Your assignment:
When you reach the line containing "Q. Locate the dark" in the data below, begin returning lines exactly as written, and stop once the line containing "Q. Locate the charred" has been returned.

Records excerpted from a collection
[Start of section]

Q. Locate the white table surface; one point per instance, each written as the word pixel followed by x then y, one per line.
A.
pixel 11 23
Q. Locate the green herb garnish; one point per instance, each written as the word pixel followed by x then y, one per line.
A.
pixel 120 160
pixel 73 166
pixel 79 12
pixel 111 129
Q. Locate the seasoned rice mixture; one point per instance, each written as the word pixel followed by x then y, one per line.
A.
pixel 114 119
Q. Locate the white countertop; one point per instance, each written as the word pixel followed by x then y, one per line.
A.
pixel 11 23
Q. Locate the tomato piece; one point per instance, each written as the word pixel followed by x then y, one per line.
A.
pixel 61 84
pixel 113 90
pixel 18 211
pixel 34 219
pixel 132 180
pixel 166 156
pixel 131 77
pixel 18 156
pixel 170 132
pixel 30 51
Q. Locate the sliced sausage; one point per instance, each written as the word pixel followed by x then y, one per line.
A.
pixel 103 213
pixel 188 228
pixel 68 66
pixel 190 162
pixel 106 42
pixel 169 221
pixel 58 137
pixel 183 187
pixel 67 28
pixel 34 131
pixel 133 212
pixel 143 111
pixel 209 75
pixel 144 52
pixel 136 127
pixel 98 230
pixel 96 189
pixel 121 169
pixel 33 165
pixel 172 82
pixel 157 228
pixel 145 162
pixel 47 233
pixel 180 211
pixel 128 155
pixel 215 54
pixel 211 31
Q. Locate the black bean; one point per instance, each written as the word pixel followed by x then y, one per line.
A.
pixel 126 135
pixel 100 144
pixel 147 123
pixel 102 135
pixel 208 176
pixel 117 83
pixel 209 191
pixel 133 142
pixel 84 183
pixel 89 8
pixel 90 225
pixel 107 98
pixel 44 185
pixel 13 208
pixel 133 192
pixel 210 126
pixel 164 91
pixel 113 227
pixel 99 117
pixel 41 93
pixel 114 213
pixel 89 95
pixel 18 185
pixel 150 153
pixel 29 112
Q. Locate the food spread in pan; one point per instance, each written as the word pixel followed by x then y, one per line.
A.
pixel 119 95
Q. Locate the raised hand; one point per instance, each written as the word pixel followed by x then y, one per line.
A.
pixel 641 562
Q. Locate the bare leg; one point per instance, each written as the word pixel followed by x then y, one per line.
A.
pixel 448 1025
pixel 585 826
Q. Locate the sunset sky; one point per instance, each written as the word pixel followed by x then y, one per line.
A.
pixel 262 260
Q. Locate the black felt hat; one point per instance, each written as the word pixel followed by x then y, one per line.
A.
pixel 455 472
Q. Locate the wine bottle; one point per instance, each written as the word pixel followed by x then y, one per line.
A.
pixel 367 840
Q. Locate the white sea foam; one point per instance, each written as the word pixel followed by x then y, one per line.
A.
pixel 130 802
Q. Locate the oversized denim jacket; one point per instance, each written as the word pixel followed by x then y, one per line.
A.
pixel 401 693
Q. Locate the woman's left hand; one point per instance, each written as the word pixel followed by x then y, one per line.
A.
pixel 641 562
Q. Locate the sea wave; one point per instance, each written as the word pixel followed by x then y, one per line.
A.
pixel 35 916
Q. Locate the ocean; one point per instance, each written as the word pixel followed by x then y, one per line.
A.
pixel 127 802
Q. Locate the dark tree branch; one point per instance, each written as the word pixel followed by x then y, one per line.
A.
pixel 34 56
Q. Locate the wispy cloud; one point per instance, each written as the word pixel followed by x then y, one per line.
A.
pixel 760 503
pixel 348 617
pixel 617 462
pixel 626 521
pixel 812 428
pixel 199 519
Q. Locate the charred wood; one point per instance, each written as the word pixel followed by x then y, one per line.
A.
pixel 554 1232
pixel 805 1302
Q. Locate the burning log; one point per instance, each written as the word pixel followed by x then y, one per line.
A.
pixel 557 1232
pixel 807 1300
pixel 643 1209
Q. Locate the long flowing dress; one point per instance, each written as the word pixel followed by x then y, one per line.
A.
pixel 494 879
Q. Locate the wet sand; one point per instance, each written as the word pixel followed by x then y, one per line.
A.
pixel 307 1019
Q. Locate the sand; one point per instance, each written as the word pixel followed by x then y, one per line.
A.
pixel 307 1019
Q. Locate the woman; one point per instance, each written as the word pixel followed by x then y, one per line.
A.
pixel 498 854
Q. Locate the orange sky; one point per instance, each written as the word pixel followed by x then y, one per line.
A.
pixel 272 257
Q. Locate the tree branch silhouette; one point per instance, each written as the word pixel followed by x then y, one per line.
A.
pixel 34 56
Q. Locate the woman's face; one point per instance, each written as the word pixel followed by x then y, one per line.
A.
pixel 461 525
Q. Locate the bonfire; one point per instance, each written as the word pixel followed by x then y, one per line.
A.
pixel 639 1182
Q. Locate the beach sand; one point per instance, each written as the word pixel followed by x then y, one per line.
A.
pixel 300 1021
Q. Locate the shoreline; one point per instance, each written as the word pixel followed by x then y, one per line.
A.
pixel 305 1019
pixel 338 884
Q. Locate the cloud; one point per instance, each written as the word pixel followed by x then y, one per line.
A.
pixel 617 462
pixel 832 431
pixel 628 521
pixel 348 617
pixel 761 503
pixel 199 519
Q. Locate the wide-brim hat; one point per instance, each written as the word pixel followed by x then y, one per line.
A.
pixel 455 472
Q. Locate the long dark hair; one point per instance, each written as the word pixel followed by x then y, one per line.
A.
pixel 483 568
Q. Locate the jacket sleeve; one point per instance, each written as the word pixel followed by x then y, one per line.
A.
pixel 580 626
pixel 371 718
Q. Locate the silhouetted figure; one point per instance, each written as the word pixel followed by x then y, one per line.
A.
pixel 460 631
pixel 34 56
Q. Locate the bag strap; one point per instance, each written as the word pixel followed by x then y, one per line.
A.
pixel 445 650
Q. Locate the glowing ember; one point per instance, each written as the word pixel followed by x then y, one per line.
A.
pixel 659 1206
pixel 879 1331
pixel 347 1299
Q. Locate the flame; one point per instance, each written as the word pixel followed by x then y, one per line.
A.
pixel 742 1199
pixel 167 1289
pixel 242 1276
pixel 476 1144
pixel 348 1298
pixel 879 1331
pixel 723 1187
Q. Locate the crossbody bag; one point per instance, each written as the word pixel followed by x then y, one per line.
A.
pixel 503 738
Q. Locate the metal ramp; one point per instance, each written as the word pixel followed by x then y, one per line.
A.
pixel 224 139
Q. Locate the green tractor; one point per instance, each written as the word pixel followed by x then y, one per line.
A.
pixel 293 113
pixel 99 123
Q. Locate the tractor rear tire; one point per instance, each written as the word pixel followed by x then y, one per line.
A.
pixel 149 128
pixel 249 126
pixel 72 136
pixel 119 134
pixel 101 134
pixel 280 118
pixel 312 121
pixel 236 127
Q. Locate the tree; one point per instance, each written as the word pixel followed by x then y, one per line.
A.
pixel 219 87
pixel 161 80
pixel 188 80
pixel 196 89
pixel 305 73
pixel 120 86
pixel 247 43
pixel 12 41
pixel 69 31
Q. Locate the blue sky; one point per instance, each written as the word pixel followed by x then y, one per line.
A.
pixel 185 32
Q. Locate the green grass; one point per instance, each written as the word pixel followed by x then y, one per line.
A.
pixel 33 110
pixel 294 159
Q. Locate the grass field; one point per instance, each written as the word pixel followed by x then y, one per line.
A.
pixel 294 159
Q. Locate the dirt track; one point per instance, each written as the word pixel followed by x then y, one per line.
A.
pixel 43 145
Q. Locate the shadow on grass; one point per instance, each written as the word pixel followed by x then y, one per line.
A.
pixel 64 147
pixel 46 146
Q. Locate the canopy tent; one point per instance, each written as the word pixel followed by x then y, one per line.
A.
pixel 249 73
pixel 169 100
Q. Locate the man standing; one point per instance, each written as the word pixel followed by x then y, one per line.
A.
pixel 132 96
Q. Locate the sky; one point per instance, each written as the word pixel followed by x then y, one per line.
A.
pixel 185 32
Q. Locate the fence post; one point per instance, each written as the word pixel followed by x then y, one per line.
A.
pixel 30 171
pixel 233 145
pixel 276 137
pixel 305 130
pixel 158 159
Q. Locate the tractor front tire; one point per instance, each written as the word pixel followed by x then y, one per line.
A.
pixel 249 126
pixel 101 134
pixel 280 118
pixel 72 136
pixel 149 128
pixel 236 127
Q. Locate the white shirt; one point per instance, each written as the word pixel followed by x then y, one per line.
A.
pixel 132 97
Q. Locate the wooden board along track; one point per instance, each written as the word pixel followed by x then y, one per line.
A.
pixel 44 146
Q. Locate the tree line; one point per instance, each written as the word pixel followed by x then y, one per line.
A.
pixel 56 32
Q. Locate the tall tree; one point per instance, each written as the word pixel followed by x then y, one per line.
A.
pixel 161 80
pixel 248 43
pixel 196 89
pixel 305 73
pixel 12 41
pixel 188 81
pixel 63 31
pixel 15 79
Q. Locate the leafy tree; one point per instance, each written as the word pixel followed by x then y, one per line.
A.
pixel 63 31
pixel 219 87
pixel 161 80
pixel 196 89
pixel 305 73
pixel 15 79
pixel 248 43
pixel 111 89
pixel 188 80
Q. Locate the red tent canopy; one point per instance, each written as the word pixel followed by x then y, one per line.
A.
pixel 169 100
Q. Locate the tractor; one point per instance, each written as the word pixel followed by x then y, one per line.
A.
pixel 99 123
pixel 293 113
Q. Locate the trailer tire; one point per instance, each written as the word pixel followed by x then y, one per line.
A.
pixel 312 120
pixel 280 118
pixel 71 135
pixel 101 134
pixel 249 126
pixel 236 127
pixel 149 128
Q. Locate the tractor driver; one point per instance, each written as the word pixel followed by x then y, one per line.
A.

[End of section]

Written answer:
Q. Locate the dark tree branch; one point per instance, each written as the word pixel followed by x then y, one per line.
A.
pixel 34 56
Q. Locate the wispy cloud; one point per instance, each written as the word pixel followed by x then y, one per line.
A.
pixel 760 503
pixel 348 617
pixel 617 462
pixel 626 521
pixel 812 428
pixel 199 519
Q. Locate the charred wood; one point per instance, each written as the word pixel followed by x then y, one per line.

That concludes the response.